Como entender um corpo que funcione? Por um lado, de que corpo estaríamos falando? E, por outro, como o laço discursivo faz um corpo funcionar?
Não caberia, para abordarmos essas questões, que colocássemos em tensão as noções de funcionamento e a de função? De uma parte, por exemplo, a função do discurso – em sua posição de “porta giratória” – afetando os corpos, e; de outra parte, as normas e imperativos de funcionamento dos corpos, estabelecidos pelo discurso da ciência e do capitalismo e em incessante multiplicação. Algo que costuma apresentar efeitos consideráveis sobre os sujeitos que procuram análise, e cujos corpos pareceriam, em muitas ocasiões, não funcionar[1].
Indo além, se o que se busca é tocar esse caroço de real, isso que resta, parece-me relevante considerar as funções de lalíngua, da linguagem e da letra – enquanto três tempos lógicos – e as do campo do discurso, em seus distintos modos de incidência sobre os corpos. Não serviriam elas como índices de orientação destas operações simultâneas de sutura e de emenda características do trabalho analítico?
Assim, à questão proposta pelo eixo sobre “como podemos pensar o efeito que essas operações causam no imaginário em seu [de Lancan] último ensino”, seria possível acrescentar, lado a lado à simultaneidade indicada – e sem excluí-la –, a relevância do aspecto diacrônico entre esses três tempos lógicos?
Nessa direção, Miller pontua que:
Lacan introduce el concepto de lalengua como anterior al del lenguaje. Considera que el lenguaje es una elucubración de saber sobre lalengua. En este nivel primordial son solidarios el goce y lalengua, y resultan derivados el deseo, el discurso e incluso el lenguaje[2].
As noções de diacronia e sincronia são úteis, inclusive, a respeito do manejo dos conceitos de imaginário e de corpo ao longo do ensino de Lacan. Nuance que Luis Fernando Carrijo propõe ler como: do imaginário do corpo ao corpo é o imaginário[3]. Cinthia Busato assinala, de modo certeiro, o corpo pulsional do falasser como aquele que suporta [serve de suporte] todos os discursos. E ressalta, em consonância com Naparstek, que o ato analítico aponta uma “hiância entre o discurso e o corpo”, para daí poder “recolher a interpretação do próprio analisante a partir de outra alteridade, o Outro corporal”. Foi essa hiância que mais me colocou a trabalho.

REGISTROS APRESENTADOS:

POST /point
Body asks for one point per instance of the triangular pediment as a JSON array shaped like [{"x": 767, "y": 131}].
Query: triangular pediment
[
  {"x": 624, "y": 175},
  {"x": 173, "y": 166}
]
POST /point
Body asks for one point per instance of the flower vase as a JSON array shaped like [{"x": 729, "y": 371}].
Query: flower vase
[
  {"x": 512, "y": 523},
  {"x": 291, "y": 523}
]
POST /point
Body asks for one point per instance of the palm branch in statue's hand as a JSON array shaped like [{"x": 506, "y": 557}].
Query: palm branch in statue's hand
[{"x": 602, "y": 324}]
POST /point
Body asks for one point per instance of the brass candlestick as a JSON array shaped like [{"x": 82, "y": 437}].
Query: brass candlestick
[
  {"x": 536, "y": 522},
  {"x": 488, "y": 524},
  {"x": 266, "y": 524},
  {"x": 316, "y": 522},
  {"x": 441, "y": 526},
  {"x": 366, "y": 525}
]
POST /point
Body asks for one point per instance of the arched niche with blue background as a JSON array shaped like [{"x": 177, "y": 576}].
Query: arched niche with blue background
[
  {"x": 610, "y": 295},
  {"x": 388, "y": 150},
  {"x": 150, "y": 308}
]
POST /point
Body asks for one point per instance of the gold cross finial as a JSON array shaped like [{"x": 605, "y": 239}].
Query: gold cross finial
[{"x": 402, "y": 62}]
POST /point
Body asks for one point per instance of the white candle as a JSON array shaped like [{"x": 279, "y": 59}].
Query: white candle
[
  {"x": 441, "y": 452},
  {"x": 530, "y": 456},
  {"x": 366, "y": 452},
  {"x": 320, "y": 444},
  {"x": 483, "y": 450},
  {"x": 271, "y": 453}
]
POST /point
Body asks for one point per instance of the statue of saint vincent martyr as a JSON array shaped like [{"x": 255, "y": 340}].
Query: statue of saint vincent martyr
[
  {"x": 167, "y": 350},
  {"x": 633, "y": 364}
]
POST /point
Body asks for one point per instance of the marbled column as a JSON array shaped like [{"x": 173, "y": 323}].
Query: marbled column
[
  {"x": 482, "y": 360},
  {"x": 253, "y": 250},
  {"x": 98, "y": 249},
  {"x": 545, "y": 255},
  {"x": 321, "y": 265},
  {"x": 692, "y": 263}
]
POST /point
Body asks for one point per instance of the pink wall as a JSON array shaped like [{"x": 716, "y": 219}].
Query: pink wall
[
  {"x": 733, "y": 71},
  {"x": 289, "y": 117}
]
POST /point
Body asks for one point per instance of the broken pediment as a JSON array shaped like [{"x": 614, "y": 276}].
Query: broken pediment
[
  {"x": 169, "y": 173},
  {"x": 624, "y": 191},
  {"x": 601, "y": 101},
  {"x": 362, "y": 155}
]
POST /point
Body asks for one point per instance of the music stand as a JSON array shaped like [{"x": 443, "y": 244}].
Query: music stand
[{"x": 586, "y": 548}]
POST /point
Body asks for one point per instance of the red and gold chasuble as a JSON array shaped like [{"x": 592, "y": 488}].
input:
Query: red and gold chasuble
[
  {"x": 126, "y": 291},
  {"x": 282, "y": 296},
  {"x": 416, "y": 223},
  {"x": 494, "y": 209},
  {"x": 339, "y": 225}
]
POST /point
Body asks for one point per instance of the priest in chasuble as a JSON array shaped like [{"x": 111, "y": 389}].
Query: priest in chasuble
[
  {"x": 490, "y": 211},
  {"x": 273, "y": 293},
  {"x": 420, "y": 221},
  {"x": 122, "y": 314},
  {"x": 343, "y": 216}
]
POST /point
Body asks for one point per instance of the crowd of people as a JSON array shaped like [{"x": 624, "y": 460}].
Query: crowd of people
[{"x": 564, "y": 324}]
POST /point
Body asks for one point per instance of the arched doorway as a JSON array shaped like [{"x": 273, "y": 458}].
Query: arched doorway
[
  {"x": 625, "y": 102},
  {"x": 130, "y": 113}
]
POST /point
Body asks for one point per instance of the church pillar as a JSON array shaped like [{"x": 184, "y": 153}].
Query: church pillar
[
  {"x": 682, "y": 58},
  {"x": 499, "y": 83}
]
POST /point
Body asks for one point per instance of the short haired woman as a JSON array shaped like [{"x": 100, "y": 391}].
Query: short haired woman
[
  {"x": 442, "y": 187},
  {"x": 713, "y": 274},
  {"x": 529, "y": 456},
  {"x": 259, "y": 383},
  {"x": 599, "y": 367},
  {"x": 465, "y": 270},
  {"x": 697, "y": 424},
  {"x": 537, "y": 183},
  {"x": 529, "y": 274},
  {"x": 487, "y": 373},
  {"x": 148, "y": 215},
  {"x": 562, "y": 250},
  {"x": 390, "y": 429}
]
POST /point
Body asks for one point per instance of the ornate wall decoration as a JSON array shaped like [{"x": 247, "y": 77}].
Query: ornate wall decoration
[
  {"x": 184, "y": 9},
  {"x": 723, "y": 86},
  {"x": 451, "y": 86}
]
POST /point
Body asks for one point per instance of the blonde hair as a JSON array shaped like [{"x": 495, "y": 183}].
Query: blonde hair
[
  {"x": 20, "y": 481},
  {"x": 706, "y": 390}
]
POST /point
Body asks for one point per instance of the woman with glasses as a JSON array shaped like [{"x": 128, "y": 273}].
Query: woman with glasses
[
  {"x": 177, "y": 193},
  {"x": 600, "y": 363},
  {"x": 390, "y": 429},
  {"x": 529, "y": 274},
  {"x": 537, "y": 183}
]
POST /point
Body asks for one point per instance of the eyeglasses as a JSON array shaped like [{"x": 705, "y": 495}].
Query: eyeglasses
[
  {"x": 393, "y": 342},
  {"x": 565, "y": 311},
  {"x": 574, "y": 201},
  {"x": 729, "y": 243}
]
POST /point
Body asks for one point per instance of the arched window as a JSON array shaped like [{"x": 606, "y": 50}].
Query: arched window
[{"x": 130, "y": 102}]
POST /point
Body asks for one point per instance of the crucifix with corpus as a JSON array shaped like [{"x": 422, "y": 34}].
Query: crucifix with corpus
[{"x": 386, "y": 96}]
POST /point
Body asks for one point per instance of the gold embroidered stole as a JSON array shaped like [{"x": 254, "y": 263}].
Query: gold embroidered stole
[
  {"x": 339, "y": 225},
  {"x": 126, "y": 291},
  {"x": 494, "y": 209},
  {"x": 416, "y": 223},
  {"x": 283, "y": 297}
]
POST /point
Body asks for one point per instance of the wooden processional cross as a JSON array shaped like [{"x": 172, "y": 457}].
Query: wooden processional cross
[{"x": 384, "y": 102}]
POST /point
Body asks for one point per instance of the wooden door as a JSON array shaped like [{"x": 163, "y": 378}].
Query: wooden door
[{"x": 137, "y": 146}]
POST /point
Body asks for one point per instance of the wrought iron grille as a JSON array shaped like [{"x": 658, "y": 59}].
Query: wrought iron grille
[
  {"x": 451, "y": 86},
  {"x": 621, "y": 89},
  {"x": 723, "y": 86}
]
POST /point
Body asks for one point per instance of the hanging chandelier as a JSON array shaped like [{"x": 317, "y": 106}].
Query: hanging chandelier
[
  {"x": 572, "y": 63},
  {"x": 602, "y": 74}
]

TAREFAS PROPOSTAS:
1) Redigite do texto sobre corpo e discurso tudo o que vai de “Indo além, se” até “três tempos lógicos?”.
2) Dê sequência ao texto sobre corpo e discurso, escrevendo o que vem depois da última frase apresentada.
Os registros são um material independente do texto sobre corpo e discurso.

RESPOSTAS DO EXERCÍCIO:
1)
Indo além, se o que se busca é tocar esse caroço de real, isso que resta, parece-me relevante considerar as funções de lalíngua, da linguagem e da letra – enquanto três tempos lógicos – e as do campo do discurso, em seus distintos modos de incidência sobre os corpos. Não serviriam elas como índices de orientação destas operações simultâneas de sutura e de emenda características do trabalho analítico?
Assim, à questão proposta pelo eixo sobre “como podemos pensar o efeito que essas operações causam no imaginário em seu [de Lancan] último ensino”, seria possível acrescentar, lado a lado à simultaneidade indicada – e sem excluí-la –, a relevância do aspecto diacrônico entre esses três tempos lógicos?

2)
Veio-me à lembrança o caso de Amala e Kamala. Duas meninas, de 2 e 8 anos, encontradas na Índia, em 1920, vivendo no seio de uma alcateia de lobos. Após “liberadas” e submetidas à humanização, definharam em poucos meses. Poder-se-ia dizer que seus corpos, até então, funcionavam. Tratava-se de um funcionamento outro. Existiam fora do hábitat humano da linguagem; fora do que Lacan nomeia como essa “segunda natureza” – o semblante[4]. Fora, finalmente, do “mundo como o que ele é: imaginário”[5]. Dito em outras palavras, corpos que não tinham sido fisgados pelo significante da linguagem e da voz humanas, nem, neste caso talvez mais do que nunca, aprisionados pelos discursos. Estaríamos frente a uma hiância inexistente entre corpo e discurso, uma vez que a linguagem não se efetiva? Seria possível hipotetizar a presença desse outro simbólico, não estrutural, composto por uma sucessão de S1 capazes de série, porém não de cadeias? Uma outra lalíngua em cena?
Indagações a ficar em aberto. Não obstante, permitem destacar que para Lacan: “o saber do um se revela não vir do corpo”, senão que “vem do significante Um”. E que será de lalíngua, desse Um-entre-outros, que “se levanta um S1, S1 que soa em francês essaim, um enxame significante, um enxame que zumbe”[6]. Esse S1 que se levanta é o significante Um, que “resta indeciso entre o fonema, a palavra, a frase, mesmo todo o pensamento”[7]. Importante frisar que esse Um se escreve como uma letra.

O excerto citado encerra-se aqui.